### Task requirements
**1)** Write out the part of the text on dysprosium-based magnetocaloric compounds starting at "This section describes" and ending at "are also included.".
**2)** In the text on dysprosium-based magnetocaloric compounds, by what percentage does the SN-SIL-IR model improve on the SG-SIL-IR model in RMSE?

### Text for analysis
###

The generalization and predictive capacity of the developed models were assessed through the computation of assessment parameters, which include the correlation coefficient (CC), root mean square error (RMSE), and mean absolute error (MAE) for both training and testing samples of dysprosium-based magnetocaloric compounds. The developed SN-SIL-IR model, which employs a sine (SN) activation function and ionic radii (IR) descriptors, shows improved performance as compared with the SG-SIL-IR model, which utilizes a sigmoid (SG) activation function. Using CC, MAE, and RMSE assessment parameters, the SN-SIL-IR model performs better than the SG-SIL-IR model with improvements of 140.32%, 71.86%, and 69.55%, respectively. Better performance is also recorded for the developed SN-SIL-IR model over the SN-SIL-EC and SG-SIL-EC models, which employ magnetic entropy change (EC) descriptors. The developed SN-SIL-IR model outperforms the SN-SIL-EC model with improvements of 11.50%, 45.74%, and 55.13% using CC, MAE, and RMSE metrics, respectively, on testing samples of dysprosium-based magnetocaloric compounds.

The remaining manuscript is organized as follows. Section 2 describes and formulates a single hidden layer extreme learning machine with a detailed mathematical background. Data extraction patterns of the investigated dysprosium-based magnetocaloric compounds are also presented in Section 2. The computational details of the simulation are described in Section 2 of the manuscript. Outcomes of the modeling and simulation are presented in Section 3 with the inclusion of performance comparisons. The results of the dependence of relative cooling power on the applied magnetic field are described in Section 3 of the manuscript, while conclusions are presented in Section 4 of the manuscript.

2. Mathematical Formulation and Computational Strategies

This section describes the mathematical formulation of the implemented single hidden layer extreme learning machine. The acquisition and extraction of modeling data samples are contained in this section. The details of the computational methodology are also included.

###

(Saved data entries)
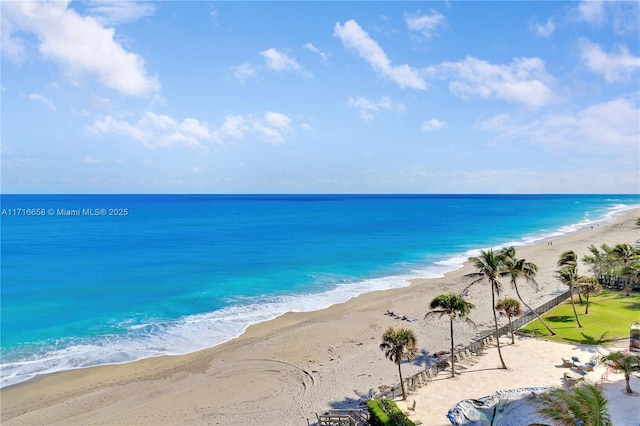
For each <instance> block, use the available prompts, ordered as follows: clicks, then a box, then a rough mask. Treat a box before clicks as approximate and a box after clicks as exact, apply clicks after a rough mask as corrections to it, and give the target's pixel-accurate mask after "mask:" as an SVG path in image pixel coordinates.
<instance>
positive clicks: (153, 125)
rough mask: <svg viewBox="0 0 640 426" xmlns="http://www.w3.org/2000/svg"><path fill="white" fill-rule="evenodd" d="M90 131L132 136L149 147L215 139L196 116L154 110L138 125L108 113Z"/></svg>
mask: <svg viewBox="0 0 640 426" xmlns="http://www.w3.org/2000/svg"><path fill="white" fill-rule="evenodd" d="M86 130H87V131H88V132H89V133H90V134H93V135H96V136H101V135H106V134H115V135H123V136H128V137H130V138H132V139H134V140H136V141H138V142H140V143H142V144H143V145H145V146H147V147H158V146H169V145H174V144H182V145H185V146H189V147H201V146H202V144H201V142H203V141H207V140H211V139H212V135H211V133H210V132H209V129H208V125H207V124H206V123H202V122H200V121H198V120H196V119H193V118H186V119H184V120H182V121H181V122H178V121H176V120H175V119H174V118H172V117H170V116H168V115H163V114H155V113H152V112H147V113H145V114H144V115H143V116H142V117H141V118H140V119H139V120H138V121H137V122H136V123H135V124H131V123H129V122H127V121H124V120H118V119H115V118H113V117H112V116H110V115H107V116H105V117H103V118H101V119H99V120H96V121H95V122H94V123H93V124H92V125H91V126H87V127H86Z"/></svg>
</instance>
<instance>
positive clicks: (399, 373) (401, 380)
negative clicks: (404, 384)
mask: <svg viewBox="0 0 640 426" xmlns="http://www.w3.org/2000/svg"><path fill="white" fill-rule="evenodd" d="M400 364H402V359H401V360H400V361H398V374H399V375H400V388H401V389H402V400H403V401H404V400H406V399H407V392H406V391H405V390H404V380H402V368H400Z"/></svg>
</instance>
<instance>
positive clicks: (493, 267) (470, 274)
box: [466, 249, 507, 370]
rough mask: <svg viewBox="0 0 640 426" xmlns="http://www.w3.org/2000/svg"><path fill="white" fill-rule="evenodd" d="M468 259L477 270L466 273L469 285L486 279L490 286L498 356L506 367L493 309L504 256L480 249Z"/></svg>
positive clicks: (491, 299) (501, 284)
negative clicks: (500, 346)
mask: <svg viewBox="0 0 640 426" xmlns="http://www.w3.org/2000/svg"><path fill="white" fill-rule="evenodd" d="M469 261H470V262H471V264H472V265H473V266H474V267H475V268H476V269H477V270H478V272H472V273H470V274H467V275H466V276H467V277H470V278H474V280H473V282H472V283H471V284H470V285H473V284H475V283H478V282H480V281H483V280H487V281H488V282H489V285H490V286H491V310H492V311H493V323H494V325H495V335H496V345H497V346H498V356H499V357H500V362H501V364H502V368H504V369H505V370H506V369H507V365H506V364H505V363H504V359H503V358H502V351H501V350H500V336H498V316H497V314H496V311H495V309H494V308H493V307H494V306H496V294H498V295H500V292H501V291H502V284H501V283H500V281H499V279H498V278H499V277H500V275H501V274H502V273H503V272H504V256H501V255H500V254H496V253H494V252H493V250H491V249H489V250H488V251H484V250H481V251H480V256H476V257H470V258H469Z"/></svg>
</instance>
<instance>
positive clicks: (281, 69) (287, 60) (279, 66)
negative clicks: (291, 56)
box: [260, 48, 302, 71]
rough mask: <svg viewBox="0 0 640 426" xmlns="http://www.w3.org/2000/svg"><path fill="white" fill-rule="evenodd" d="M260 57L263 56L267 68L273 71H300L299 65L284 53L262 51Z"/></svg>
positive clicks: (285, 53)
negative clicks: (269, 68) (260, 56)
mask: <svg viewBox="0 0 640 426" xmlns="http://www.w3.org/2000/svg"><path fill="white" fill-rule="evenodd" d="M260 55H262V56H264V58H265V61H266V64H267V67H269V68H271V69H272V70H274V71H300V70H301V69H302V67H300V64H298V63H297V62H296V60H295V59H293V58H292V57H290V56H289V55H288V54H287V53H285V52H280V51H278V50H276V49H273V48H271V49H267V50H263V51H262V52H260Z"/></svg>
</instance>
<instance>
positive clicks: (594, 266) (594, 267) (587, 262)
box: [582, 244, 613, 277]
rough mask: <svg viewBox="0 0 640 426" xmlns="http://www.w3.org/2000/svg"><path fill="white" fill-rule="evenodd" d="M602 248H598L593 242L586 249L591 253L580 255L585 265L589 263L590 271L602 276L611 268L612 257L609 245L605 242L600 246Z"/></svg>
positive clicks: (612, 261) (604, 274) (593, 273)
mask: <svg viewBox="0 0 640 426" xmlns="http://www.w3.org/2000/svg"><path fill="white" fill-rule="evenodd" d="M600 248H601V249H602V250H599V249H598V248H597V247H596V246H594V245H593V244H592V245H590V246H589V247H588V248H587V249H588V250H589V253H591V254H585V255H584V256H582V261H583V262H584V263H586V264H587V265H590V269H591V272H593V274H594V275H595V276H596V277H603V276H604V275H606V274H607V273H608V272H609V270H610V269H611V266H612V262H613V258H612V256H611V250H613V249H612V248H611V247H609V246H608V245H606V244H602V245H601V246H600Z"/></svg>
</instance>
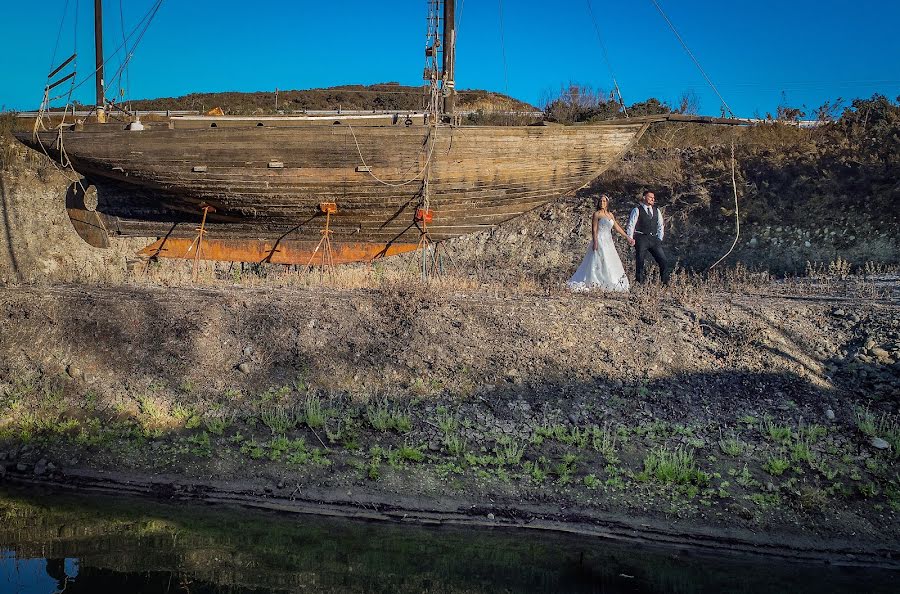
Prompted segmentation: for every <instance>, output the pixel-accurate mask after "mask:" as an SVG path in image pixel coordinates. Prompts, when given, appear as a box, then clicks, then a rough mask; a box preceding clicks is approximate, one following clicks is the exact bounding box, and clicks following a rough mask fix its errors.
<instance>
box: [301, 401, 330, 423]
mask: <svg viewBox="0 0 900 594" xmlns="http://www.w3.org/2000/svg"><path fill="white" fill-rule="evenodd" d="M303 420H304V421H305V422H306V425H307V426H308V427H309V428H310V429H320V428H322V427H324V426H325V422H326V421H327V420H328V411H327V410H325V408H323V407H322V400H321V399H320V398H319V397H318V396H316V395H315V394H310V395H309V396H307V397H306V402H305V403H304V417H303Z"/></svg>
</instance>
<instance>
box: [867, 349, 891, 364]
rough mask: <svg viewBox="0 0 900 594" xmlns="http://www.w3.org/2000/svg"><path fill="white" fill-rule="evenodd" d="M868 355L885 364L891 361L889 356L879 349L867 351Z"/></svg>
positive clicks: (869, 349) (871, 349)
mask: <svg viewBox="0 0 900 594" xmlns="http://www.w3.org/2000/svg"><path fill="white" fill-rule="evenodd" d="M869 354H870V355H872V356H873V357H875V358H876V359H878V360H879V361H882V362H887V361H890V360H891V355H890V353H888V352H887V351H886V350H884V349H883V348H881V347H878V346H877V347H873V348H870V349H869Z"/></svg>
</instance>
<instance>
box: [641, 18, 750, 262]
mask: <svg viewBox="0 0 900 594" xmlns="http://www.w3.org/2000/svg"><path fill="white" fill-rule="evenodd" d="M650 1H651V2H653V5H654V6H655V7H656V10H658V11H659V14H661V15H662V17H663V19H665V21H666V23H667V24H668V25H669V28H670V29H672V33H674V34H675V37H676V38H678V41H679V43H681V47H683V48H684V51H685V52H687V55H688V56H690V58H691V60H693V62H694V65H696V66H697V69H698V70H699V71H700V74H702V75H703V78H705V79H706V82H707V83H708V84H709V86H710V87H711V88H712V90H713V91H714V92H715V93H716V95H717V96H718V97H719V101H721V102H722V106H723V107H724V108H725V110H724V111H725V113H726V114H728V115H731V117H733V118H736V117H737V116H736V115H735V113H734V111H733V110H732V109H731V107H730V106H729V105H728V103H727V102H726V101H725V98H724V97H722V94H721V93H720V92H719V89H718V88H716V85H715V84H713V82H712V80H710V78H709V76H707V74H706V71H705V70H703V67H702V66H701V65H700V62H699V61H698V60H697V58H696V57H694V53H693V52H692V51H691V50H690V48H688V46H687V44H686V43H685V42H684V39H682V38H681V35H679V34H678V30H677V29H675V25H673V24H672V21H671V20H669V17H668V15H666V13H665V11H663V9H662V6H660V5H659V2H657V0H650ZM736 169H737V161H736V159H735V156H734V133H732V136H731V187H732V189H733V190H734V225H735V232H734V241H733V242H732V244H731V247H730V248H728V251H727V252H725V255H724V256H722V257H721V258H719V259H718V260H716V262H715V263H714V264H713V265H712V266H710V267H709V268H708V269H707V270H712V269H713V268H714V267H716V266H718V265H719V263H720V262H722V261H723V260H724V259H725V258H727V257H728V256H729V255H730V254H731V252H732V251H733V250H734V247H735V246H736V245H737V242H738V239H739V238H740V236H741V219H740V211H739V207H738V193H737V174H736Z"/></svg>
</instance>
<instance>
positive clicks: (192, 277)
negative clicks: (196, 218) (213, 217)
mask: <svg viewBox="0 0 900 594" xmlns="http://www.w3.org/2000/svg"><path fill="white" fill-rule="evenodd" d="M202 208H203V218H202V219H200V226H199V227H197V239H195V240H194V243H196V244H197V249H196V251H194V266H193V269H192V270H191V280H192V281H193V282H197V274H198V270H199V265H200V251H201V250H202V249H203V236H204V235H206V215H207V214H209V213H210V212H216V209H215V207H212V206H210V205H208V204H204V205H203V206H202ZM188 251H190V248H188Z"/></svg>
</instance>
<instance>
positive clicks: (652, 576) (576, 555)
mask: <svg viewBox="0 0 900 594" xmlns="http://www.w3.org/2000/svg"><path fill="white" fill-rule="evenodd" d="M898 577H900V573H898V572H890V571H886V570H866V569H858V568H855V569H847V568H835V567H828V566H822V565H818V566H815V565H810V566H805V565H797V564H794V565H789V564H778V563H773V562H769V561H766V560H759V559H752V560H747V559H744V560H741V559H721V558H710V557H705V556H698V555H692V554H688V553H685V552H673V551H670V550H668V551H667V550H654V549H647V548H636V547H625V546H622V545H621V544H611V543H609V542H606V541H601V540H598V539H593V538H584V537H571V536H560V535H551V534H535V533H532V532H522V531H519V532H507V531H487V530H481V531H472V530H459V529H448V528H437V529H429V528H423V527H420V526H397V525H384V524H372V523H361V522H351V521H345V520H333V519H322V518H311V517H307V516H296V515H278V514H271V513H261V512H252V511H248V510H244V509H239V508H216V509H212V508H208V507H201V506H175V505H163V504H156V503H148V502H145V501H134V500H118V499H106V498H103V499H99V498H91V499H83V498H73V497H71V496H67V495H66V496H62V495H50V494H45V495H43V496H35V495H34V494H33V493H30V494H28V495H27V496H26V495H25V494H24V493H23V492H21V491H19V492H16V491H9V490H7V491H5V492H4V491H0V593H6V592H15V593H21V594H26V593H36V594H37V593H40V594H44V593H50V592H63V591H64V592H66V593H67V594H71V593H80V592H91V593H94V594H105V593H124V592H140V593H144V592H146V593H151V592H152V593H181V592H184V593H192V594H198V593H199V594H204V593H210V594H212V593H224V592H254V593H255V592H258V593H275V592H311V591H312V592H385V593H388V592H390V593H394V592H448V593H451V592H452V593H463V592H465V593H469V592H602V593H619V592H671V593H679V594H682V593H683V594H688V593H699V592H737V593H741V592H748V593H749V592H764V591H765V592H768V591H792V592H845V591H846V592H860V591H865V592H894V591H896V590H895V584H896V583H897V581H896V580H897V578H898Z"/></svg>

###

### Solutions
**1)**
This section describes the mathematical formulation of the implemented single hidden layer extreme learning machine. The acquisition and extraction of modeling data samples are contained in this section. The details of the computational methodology are also included.

**2)** 69.55%